WHAT TO PRODUCE: Copy every line of the records below word for word, omitting the pictures.

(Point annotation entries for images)
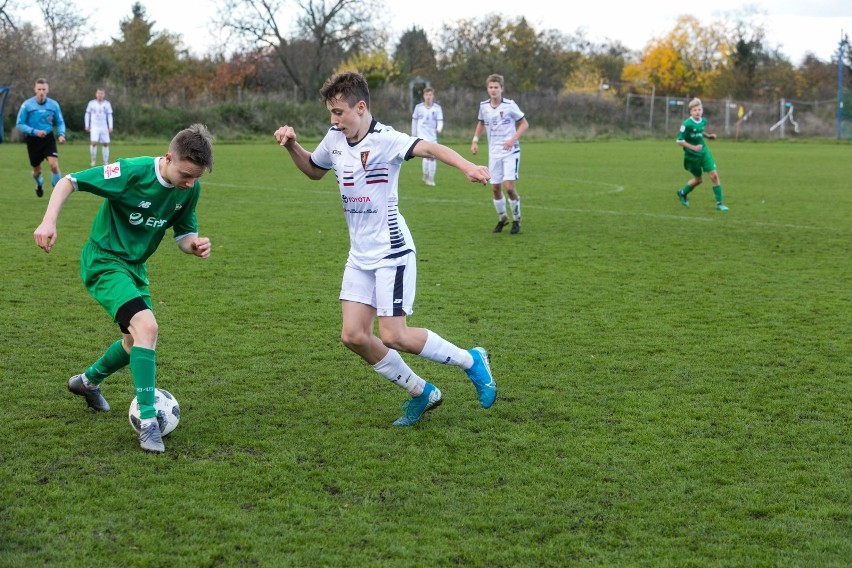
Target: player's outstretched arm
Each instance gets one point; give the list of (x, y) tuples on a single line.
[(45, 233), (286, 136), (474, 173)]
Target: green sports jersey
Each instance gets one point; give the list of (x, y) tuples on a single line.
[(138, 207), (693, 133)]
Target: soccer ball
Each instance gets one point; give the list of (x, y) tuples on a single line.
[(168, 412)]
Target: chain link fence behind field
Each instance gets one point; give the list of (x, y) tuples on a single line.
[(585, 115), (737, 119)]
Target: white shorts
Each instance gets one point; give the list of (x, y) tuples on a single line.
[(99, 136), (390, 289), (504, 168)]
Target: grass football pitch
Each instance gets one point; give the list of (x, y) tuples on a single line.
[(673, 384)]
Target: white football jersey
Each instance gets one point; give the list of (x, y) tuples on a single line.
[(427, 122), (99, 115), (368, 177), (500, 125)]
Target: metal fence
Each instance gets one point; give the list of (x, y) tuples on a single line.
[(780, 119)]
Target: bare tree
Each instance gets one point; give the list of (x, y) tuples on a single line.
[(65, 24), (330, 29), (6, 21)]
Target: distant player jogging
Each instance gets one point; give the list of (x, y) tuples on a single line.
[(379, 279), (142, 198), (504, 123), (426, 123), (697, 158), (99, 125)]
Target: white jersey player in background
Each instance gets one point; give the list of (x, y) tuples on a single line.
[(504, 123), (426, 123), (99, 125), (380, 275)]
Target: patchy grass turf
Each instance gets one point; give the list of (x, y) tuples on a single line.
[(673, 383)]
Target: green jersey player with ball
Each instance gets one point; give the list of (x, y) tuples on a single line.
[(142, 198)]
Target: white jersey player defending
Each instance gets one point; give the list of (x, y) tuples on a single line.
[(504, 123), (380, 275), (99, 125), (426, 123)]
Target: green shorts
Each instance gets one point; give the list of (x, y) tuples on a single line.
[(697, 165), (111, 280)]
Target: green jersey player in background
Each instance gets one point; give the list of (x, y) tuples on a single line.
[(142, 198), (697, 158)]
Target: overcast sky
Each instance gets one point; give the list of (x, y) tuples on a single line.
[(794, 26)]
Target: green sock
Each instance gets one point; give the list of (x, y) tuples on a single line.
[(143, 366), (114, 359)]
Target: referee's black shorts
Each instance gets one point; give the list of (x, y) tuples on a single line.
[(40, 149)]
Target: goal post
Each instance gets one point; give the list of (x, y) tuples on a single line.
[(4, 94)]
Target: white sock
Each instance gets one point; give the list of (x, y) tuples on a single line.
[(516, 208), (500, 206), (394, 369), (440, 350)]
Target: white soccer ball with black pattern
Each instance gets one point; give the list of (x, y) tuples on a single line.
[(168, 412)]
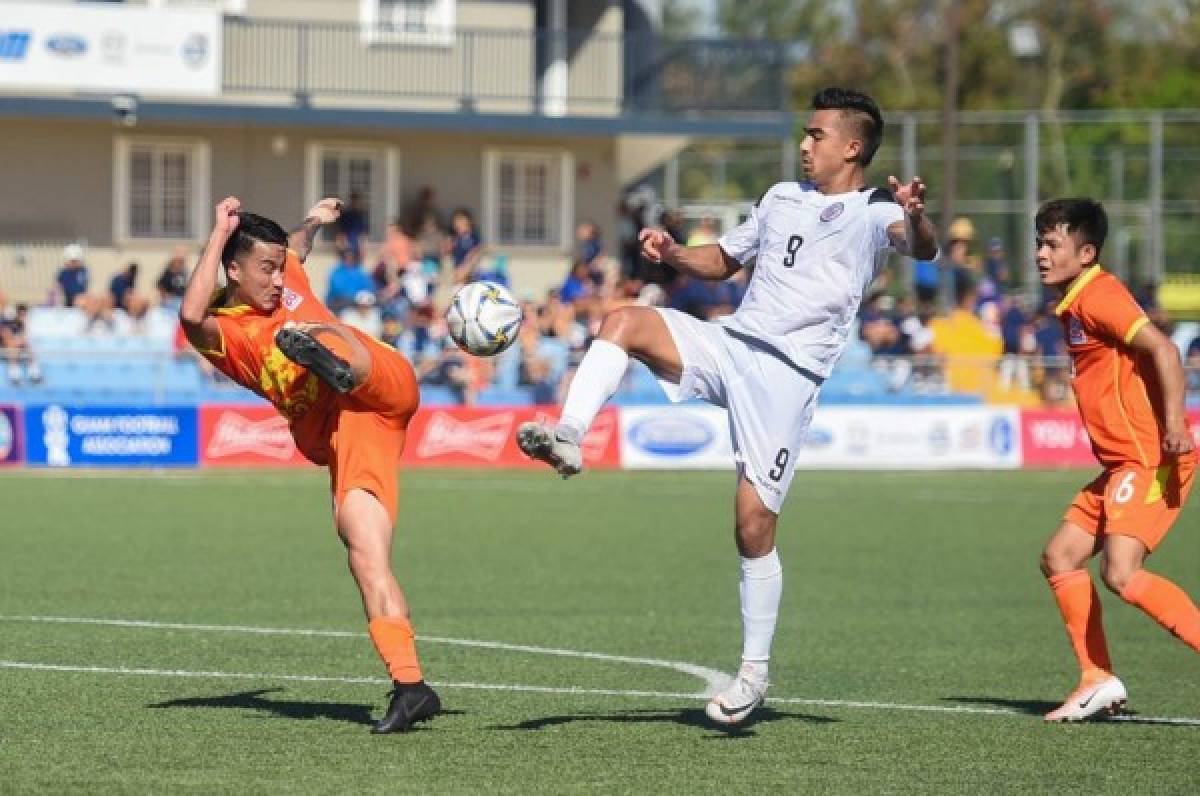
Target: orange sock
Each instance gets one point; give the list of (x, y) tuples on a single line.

TASK OUTPUT:
Target: player's outstretched arm
Each instance gets one point; give the list of (x, y) tuples on a single line.
[(45, 233), (286, 136), (474, 173)]
Target: green sports jersey
Each instance gets one point; give the list of (x, y) tuples on a single line.
[(138, 207), (693, 133)]
Target: soccer ball
Each instance gets one point; give the list of (x, y) tuples on a single line.
[(168, 412)]
Target: chain link fence behind field
Each instance gets one point; give the list of (x, y) tuples on a single line.
[(585, 115), (737, 119)]
Target: white shorts
Each instance gets one point; give the list of (x, y) tuples on a single line.
[(99, 136), (390, 289), (504, 168)]
Target: grass football pitch
Each instance gets one point; give the list of (x, y) tuples on a single line.
[(673, 384)]
Target: white football jersey
Each instance gets one point; give the list of (x, y) tuples on a single line.
[(427, 122), (99, 115), (368, 177), (500, 125)]
Target: metal fence
Each instance gets one point; give the list of (x, y) tuples on a single line.
[(780, 119)]
Target: bare tree
Each instance gets one point; give the list of (x, y) tuples on a single line.
[(65, 24), (330, 29), (6, 21)]
Target: distant player jogging
Each instance gets one point; give the list of (x, y) tuples on a single line.
[(379, 279), (142, 198), (504, 123), (426, 123), (697, 158), (99, 125)]
Target: white jersey player in background
Each instance gets one point; give the list of (x, y) tuples on a single line.
[(504, 123), (426, 123), (99, 125), (380, 275)]
Target: patchy grass turf
Each instance gets one point; give the list of (x, y) tuples on a single line.
[(673, 383)]
Target: green jersey player with ball
Each instance gets one point; give the list of (x, y) tuples on a single line.
[(142, 198)]
Target: white jersey player defending
Each instance gets one point; give the list of (x, y) tuples on a single line.
[(504, 123), (380, 275), (99, 125), (426, 123)]
Target: green shorts
Each instance gets one point; give the list of (x, y) tuples on a single line.
[(697, 165), (111, 280)]
Target: green jersey player in background
Each instance gets one point; give the list of (x, y) tuples on a single line.
[(142, 198), (697, 158)]
Target: overcast sky
Each instance gets one point; give the list of (x, y) tuples on a single line.
[(794, 26)]
Target: green sock
Each instance gets one point; give the list of (x, y) tuples on a single line.
[(143, 366), (114, 359)]
Target: referee's black shorts
Each instance gets one point; give the list of (x, y) tuples on a single line.
[(40, 149)]
Target: goal post
Each instance gets one point; give the list of (x, y) tuples on a single line.
[(4, 94)]
Target: white sock
Each instance gets one point; give the list of (x, y) tuples on a single line.
[(516, 208), (500, 206), (394, 369), (440, 350)]
Target: white soccer ball with black pattern
Each instance gets one point; give the list of (x, y) tuples on a single line.
[(168, 412)]
Target: orange sock
Each instance gets one point; give the list of (x, y) tuples on a single line.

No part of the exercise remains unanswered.